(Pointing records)
********************

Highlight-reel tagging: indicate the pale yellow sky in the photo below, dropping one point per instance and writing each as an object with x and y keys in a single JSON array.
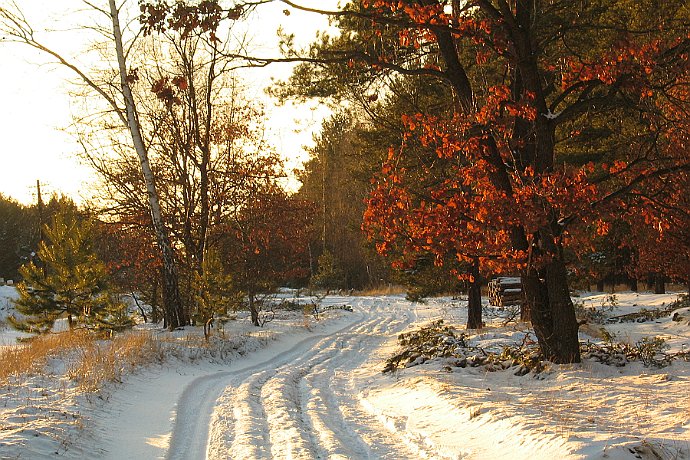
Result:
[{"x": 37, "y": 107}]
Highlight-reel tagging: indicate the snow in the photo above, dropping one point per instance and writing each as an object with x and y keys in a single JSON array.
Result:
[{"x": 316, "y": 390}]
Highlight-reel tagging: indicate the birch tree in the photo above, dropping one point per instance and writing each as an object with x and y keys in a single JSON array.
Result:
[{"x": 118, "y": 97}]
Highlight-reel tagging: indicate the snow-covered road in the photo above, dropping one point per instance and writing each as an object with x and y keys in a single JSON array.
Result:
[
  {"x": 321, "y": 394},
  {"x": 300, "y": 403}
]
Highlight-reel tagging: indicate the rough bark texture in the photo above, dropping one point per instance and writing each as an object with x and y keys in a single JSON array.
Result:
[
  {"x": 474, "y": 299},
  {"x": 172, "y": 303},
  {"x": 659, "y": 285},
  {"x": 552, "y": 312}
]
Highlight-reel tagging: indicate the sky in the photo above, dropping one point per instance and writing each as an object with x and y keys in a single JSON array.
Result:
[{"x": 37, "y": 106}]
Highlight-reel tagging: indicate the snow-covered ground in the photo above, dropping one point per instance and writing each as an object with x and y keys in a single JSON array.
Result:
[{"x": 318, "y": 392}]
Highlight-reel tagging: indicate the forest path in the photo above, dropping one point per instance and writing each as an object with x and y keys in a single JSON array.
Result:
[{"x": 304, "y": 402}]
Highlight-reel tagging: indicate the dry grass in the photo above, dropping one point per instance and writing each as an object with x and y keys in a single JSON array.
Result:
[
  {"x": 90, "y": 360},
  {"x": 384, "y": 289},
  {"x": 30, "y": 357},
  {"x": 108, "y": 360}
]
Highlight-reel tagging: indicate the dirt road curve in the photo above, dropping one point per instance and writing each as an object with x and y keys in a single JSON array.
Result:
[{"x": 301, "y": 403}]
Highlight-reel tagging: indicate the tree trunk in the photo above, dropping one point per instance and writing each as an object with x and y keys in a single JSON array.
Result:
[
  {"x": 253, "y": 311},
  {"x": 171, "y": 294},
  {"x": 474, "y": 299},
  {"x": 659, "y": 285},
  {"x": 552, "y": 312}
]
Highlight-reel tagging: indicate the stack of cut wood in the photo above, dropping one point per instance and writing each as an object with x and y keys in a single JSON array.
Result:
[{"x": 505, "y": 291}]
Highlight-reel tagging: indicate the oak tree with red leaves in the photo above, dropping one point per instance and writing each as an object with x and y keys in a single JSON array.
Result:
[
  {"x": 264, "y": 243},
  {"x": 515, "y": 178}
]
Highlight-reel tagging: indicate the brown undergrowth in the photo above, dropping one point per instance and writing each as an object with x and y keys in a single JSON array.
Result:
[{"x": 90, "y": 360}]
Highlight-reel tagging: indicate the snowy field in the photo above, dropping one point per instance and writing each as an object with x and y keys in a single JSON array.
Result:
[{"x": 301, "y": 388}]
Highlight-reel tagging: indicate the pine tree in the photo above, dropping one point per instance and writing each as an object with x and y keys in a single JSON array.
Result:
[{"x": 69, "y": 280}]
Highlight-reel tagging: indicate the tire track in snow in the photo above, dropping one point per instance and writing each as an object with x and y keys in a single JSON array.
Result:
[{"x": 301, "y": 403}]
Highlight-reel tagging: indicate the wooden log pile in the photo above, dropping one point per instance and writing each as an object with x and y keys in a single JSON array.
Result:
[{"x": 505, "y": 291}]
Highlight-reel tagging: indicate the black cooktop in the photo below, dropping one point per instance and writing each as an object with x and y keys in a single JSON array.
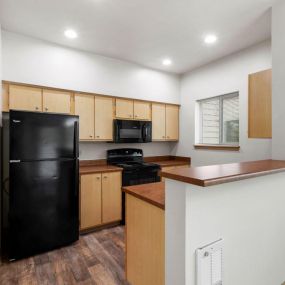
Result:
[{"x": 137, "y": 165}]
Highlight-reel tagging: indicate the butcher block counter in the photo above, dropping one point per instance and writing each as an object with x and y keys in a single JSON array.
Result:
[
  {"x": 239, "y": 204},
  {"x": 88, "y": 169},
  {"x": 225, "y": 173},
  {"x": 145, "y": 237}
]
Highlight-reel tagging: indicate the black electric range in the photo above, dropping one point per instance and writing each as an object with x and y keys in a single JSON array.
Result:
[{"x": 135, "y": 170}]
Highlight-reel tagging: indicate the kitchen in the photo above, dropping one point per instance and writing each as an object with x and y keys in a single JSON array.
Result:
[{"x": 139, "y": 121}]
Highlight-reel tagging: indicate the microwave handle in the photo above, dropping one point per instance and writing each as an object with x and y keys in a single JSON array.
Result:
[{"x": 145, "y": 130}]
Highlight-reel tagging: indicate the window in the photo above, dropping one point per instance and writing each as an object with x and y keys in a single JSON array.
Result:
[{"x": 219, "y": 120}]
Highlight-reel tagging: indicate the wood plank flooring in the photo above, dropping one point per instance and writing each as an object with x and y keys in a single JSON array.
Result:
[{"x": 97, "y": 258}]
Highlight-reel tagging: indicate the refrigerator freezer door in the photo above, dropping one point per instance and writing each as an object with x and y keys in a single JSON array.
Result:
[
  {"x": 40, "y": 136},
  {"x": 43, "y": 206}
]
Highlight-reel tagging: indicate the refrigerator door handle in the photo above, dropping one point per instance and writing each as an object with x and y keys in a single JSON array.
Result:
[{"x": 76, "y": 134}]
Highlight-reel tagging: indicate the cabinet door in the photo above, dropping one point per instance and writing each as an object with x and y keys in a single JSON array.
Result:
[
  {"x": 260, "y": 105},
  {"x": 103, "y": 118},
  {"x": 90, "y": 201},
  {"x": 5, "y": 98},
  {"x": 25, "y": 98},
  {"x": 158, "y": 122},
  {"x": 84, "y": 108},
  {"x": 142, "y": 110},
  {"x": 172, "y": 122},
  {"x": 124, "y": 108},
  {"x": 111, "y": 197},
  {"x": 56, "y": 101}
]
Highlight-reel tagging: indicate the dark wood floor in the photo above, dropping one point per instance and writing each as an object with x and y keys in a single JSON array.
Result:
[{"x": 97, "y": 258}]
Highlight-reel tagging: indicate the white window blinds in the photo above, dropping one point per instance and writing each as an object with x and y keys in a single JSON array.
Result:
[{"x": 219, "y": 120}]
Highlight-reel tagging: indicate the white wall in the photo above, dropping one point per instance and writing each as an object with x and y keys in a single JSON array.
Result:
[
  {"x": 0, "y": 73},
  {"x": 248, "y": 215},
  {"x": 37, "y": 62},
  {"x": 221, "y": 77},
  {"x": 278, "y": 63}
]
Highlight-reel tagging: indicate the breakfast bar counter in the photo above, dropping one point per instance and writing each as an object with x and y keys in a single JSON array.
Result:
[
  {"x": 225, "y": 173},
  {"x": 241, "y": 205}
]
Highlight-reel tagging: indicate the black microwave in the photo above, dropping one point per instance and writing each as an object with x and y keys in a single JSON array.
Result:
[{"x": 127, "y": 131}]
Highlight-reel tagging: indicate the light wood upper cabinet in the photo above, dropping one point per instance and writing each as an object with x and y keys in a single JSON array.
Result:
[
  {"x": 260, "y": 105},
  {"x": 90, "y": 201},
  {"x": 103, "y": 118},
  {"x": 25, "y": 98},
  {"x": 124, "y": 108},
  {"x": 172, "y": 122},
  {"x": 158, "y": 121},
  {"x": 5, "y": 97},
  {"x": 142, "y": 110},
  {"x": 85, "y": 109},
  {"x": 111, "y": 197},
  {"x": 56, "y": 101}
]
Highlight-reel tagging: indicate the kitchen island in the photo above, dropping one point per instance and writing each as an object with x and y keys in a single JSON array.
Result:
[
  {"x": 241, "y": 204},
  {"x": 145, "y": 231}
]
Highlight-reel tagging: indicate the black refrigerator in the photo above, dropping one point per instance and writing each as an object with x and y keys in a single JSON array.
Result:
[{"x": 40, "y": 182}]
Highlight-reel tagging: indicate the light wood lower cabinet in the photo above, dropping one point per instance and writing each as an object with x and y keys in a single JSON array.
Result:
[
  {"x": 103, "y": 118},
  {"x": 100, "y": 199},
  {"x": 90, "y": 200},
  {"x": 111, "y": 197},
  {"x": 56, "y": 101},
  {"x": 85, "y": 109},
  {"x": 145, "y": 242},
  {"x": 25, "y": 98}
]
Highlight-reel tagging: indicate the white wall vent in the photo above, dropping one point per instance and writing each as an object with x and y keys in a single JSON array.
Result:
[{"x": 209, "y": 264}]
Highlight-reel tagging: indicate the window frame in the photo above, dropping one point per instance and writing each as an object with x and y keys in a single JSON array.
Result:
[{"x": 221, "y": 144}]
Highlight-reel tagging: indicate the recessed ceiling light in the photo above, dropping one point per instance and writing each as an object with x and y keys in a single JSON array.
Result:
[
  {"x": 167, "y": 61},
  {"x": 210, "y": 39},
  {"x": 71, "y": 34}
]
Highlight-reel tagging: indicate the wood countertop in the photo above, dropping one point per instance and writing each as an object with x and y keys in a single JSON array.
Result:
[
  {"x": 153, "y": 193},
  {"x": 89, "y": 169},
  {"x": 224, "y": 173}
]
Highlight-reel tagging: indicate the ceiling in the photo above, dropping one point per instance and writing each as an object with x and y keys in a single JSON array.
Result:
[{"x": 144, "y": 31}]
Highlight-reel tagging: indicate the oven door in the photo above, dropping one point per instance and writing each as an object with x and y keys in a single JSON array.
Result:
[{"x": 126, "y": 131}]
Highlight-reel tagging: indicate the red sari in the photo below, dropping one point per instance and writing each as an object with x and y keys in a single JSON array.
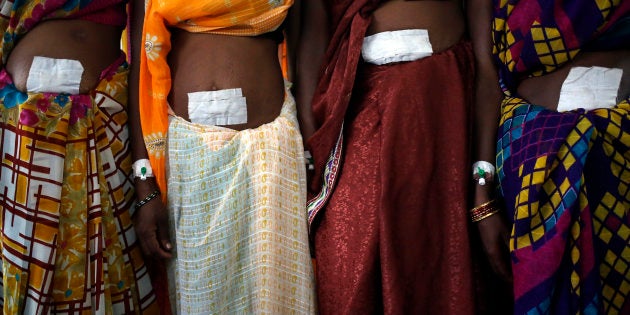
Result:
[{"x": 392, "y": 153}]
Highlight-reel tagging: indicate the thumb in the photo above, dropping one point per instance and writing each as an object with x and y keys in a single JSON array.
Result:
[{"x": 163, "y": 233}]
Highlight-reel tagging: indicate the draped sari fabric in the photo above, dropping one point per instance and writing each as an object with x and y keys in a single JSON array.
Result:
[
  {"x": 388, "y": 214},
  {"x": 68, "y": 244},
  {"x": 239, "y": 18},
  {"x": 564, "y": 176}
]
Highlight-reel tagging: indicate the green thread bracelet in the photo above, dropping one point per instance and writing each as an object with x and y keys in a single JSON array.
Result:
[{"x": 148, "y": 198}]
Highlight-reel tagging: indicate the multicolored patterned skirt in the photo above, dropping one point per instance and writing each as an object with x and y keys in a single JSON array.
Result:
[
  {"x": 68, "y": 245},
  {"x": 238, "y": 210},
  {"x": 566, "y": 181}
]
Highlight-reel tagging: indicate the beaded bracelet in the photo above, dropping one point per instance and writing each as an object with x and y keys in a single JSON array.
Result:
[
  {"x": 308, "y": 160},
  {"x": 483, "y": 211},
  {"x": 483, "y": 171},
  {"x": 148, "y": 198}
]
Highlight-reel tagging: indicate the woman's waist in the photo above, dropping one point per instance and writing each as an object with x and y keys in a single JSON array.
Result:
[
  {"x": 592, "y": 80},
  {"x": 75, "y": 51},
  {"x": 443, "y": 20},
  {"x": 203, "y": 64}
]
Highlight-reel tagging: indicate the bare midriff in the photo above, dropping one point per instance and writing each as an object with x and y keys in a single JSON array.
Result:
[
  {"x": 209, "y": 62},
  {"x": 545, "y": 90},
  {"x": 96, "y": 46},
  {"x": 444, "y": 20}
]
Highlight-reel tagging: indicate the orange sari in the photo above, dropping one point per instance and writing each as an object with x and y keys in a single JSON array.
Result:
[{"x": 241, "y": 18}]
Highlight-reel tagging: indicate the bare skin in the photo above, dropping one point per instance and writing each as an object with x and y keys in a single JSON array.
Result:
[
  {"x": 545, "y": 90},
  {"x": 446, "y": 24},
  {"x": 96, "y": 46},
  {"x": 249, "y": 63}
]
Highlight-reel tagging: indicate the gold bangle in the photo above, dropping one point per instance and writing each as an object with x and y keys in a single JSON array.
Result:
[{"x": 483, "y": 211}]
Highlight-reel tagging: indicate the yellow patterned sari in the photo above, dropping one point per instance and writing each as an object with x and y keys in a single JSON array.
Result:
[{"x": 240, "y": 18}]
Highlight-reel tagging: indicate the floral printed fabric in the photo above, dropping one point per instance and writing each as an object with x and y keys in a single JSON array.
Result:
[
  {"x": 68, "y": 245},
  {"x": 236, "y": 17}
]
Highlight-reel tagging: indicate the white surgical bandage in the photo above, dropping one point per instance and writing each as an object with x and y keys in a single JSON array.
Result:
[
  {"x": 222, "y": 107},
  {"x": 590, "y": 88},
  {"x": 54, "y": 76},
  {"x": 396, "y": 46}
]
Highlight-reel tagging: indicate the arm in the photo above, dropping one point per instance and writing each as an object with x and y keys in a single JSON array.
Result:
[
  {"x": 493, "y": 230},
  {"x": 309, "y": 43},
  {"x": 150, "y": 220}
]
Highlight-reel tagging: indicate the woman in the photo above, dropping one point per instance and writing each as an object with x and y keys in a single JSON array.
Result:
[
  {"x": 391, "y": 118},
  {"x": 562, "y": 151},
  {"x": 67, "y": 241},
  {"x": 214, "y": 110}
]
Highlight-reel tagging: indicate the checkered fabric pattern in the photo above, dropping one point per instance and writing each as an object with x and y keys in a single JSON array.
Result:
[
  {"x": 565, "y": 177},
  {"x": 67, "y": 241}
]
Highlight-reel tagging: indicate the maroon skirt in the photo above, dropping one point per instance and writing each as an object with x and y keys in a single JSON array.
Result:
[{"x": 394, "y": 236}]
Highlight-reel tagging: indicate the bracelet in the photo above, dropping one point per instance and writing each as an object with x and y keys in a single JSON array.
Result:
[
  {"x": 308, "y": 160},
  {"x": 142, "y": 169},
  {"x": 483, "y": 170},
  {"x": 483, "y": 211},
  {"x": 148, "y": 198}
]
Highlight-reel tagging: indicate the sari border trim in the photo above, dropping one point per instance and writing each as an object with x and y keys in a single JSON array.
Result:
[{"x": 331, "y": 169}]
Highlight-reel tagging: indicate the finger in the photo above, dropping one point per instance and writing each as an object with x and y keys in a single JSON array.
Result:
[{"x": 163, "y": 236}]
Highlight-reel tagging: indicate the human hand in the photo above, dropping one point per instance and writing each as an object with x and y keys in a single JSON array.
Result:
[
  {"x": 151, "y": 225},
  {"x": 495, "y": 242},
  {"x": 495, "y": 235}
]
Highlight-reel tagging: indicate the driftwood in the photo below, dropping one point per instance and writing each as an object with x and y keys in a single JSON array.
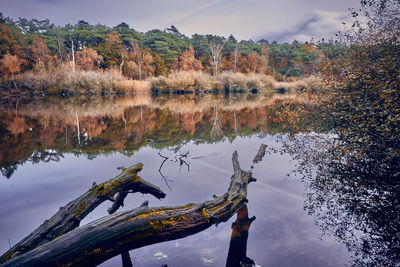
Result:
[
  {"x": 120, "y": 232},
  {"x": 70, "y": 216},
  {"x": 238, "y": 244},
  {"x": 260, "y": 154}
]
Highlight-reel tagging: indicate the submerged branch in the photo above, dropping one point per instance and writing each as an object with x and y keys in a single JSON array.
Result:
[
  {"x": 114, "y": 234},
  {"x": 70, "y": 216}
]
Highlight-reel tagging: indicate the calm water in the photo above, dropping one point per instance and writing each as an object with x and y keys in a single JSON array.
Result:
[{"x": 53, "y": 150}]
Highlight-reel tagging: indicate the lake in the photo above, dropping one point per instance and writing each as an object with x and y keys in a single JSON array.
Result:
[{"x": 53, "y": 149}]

********************

■ REQUIRED TASK ■
Reproduce only the lines running from the one that contains "Highlight-reel tagging: indicate the submerged" to the last line of the records.

■ EXERCISE RESPONSE ■
Highlight-reel tagging: indicate the submerged branch in the photo above, dropping one point per instance and writing each as an object with x and y keys in a single JSON array.
Result:
[
  {"x": 114, "y": 234},
  {"x": 70, "y": 216}
]
Highlight-reel tagging: indicate the calm water in the photo above, dropping one point per instance and writing each as an object with x and y keys in a single JSON array.
Result:
[{"x": 53, "y": 150}]
Highlight-reel tagging: indicate the lake in the photo above, dropping one point per instance and writing each as an object with x and y keys in a single JSON array.
Result:
[{"x": 53, "y": 149}]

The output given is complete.